[Point localization data]
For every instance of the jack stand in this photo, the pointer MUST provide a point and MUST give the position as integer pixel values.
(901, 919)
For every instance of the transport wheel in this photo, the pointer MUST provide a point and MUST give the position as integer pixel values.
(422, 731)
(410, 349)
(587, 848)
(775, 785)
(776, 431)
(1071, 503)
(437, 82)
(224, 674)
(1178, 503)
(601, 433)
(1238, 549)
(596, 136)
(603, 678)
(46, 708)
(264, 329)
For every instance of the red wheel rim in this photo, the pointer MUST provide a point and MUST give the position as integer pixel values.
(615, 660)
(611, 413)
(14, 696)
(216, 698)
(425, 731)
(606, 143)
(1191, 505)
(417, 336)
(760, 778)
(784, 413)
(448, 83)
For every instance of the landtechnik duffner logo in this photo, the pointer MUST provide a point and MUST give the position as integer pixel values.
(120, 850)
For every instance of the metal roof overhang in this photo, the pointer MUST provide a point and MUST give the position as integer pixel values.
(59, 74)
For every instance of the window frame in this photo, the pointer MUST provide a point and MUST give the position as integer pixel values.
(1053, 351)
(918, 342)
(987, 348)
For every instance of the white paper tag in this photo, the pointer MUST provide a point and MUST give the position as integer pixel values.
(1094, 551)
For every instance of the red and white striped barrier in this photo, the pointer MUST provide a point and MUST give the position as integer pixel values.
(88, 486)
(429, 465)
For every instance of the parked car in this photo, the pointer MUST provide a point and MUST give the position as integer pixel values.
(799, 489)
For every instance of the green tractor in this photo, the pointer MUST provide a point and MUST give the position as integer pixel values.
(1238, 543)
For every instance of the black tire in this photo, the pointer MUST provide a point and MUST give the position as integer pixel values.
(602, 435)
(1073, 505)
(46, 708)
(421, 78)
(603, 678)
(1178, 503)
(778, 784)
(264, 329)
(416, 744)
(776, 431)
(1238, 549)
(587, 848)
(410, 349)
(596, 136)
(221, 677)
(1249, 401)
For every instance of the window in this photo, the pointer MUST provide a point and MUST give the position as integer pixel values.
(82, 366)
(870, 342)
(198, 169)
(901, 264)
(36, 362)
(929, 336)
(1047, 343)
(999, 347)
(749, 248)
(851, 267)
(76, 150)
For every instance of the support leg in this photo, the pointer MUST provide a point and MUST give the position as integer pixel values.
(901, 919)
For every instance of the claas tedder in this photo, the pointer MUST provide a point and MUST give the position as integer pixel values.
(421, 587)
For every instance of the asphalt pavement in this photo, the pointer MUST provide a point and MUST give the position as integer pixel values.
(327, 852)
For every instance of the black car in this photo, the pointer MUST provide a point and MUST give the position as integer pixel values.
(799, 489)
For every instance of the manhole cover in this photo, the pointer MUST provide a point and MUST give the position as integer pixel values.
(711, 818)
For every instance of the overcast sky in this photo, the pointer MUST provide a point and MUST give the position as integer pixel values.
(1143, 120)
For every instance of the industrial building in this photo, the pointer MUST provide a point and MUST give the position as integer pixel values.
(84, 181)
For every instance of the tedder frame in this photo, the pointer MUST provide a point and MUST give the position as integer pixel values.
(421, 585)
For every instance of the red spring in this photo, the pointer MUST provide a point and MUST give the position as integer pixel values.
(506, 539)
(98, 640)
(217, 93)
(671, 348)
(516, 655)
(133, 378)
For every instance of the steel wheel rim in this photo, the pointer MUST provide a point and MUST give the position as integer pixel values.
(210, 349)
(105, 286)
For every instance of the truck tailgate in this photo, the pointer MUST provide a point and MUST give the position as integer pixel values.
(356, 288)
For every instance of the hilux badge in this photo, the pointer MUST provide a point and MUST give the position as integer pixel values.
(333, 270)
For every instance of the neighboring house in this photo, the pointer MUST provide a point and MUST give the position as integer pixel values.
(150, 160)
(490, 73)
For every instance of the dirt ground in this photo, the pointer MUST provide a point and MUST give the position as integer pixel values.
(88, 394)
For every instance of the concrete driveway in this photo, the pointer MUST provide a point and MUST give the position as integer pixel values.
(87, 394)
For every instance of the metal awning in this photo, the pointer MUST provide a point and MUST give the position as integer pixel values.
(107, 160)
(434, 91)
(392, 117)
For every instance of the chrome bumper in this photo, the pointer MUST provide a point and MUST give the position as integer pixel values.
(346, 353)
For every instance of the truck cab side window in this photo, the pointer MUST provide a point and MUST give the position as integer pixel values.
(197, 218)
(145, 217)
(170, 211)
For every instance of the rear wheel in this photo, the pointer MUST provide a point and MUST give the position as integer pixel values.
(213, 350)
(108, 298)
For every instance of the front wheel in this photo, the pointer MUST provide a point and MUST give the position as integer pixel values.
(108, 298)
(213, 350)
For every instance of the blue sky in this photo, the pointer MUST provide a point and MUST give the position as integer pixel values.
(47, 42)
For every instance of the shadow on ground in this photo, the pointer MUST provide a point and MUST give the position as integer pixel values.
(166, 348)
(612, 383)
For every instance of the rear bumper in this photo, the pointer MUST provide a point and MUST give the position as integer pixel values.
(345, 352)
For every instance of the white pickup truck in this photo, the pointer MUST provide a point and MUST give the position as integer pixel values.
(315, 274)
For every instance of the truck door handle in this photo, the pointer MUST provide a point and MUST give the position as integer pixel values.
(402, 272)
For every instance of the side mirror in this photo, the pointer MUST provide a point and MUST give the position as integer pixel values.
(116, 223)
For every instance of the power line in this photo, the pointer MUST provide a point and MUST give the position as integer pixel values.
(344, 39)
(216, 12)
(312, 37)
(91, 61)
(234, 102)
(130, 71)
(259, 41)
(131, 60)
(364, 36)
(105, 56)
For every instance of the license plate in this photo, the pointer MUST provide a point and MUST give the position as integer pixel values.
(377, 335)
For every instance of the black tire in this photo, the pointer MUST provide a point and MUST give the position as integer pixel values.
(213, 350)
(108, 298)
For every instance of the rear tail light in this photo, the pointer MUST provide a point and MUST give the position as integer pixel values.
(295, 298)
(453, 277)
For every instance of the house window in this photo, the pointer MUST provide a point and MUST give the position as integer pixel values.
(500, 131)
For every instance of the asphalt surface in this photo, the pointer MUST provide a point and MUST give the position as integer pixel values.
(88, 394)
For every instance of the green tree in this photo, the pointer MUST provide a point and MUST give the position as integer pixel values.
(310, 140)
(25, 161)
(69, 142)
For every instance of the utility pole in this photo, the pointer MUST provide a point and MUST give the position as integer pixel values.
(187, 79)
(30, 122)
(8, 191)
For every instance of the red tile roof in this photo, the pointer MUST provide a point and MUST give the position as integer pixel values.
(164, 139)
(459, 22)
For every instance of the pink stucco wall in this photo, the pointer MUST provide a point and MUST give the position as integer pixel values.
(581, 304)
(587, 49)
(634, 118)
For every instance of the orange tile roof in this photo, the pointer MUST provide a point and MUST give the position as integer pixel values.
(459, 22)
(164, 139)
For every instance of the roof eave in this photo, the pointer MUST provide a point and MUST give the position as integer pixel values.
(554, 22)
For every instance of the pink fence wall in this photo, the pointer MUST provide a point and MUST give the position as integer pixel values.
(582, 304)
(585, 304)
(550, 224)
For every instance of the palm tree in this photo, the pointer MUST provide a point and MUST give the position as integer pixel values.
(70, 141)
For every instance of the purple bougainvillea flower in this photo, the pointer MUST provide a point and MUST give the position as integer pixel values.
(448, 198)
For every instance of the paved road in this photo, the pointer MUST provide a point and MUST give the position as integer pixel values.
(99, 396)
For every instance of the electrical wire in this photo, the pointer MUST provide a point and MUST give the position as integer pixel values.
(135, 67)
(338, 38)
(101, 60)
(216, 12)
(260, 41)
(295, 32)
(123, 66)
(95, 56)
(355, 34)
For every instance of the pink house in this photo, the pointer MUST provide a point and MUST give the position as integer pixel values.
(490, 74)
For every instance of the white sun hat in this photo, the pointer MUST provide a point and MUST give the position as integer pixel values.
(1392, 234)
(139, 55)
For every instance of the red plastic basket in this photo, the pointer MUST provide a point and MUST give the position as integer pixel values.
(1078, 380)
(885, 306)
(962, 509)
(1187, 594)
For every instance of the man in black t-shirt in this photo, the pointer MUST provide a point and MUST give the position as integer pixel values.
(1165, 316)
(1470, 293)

▸ **Exercise instructions**: Every line from the one with "For every instance of the red plastic" to the end of the records above should be returned exactly, and no other lines.

▸ **Written response**:
For every instance of the red plastic basket in this photo, the pointer MUST provide a point and MUST give the position as integer pixel values.
(1078, 380)
(885, 306)
(962, 509)
(1187, 594)
For every instance of the man in black t-shirt in this photo, the pointer MUST provide a point and MUST give the position as integer pixel values.
(1165, 316)
(1470, 293)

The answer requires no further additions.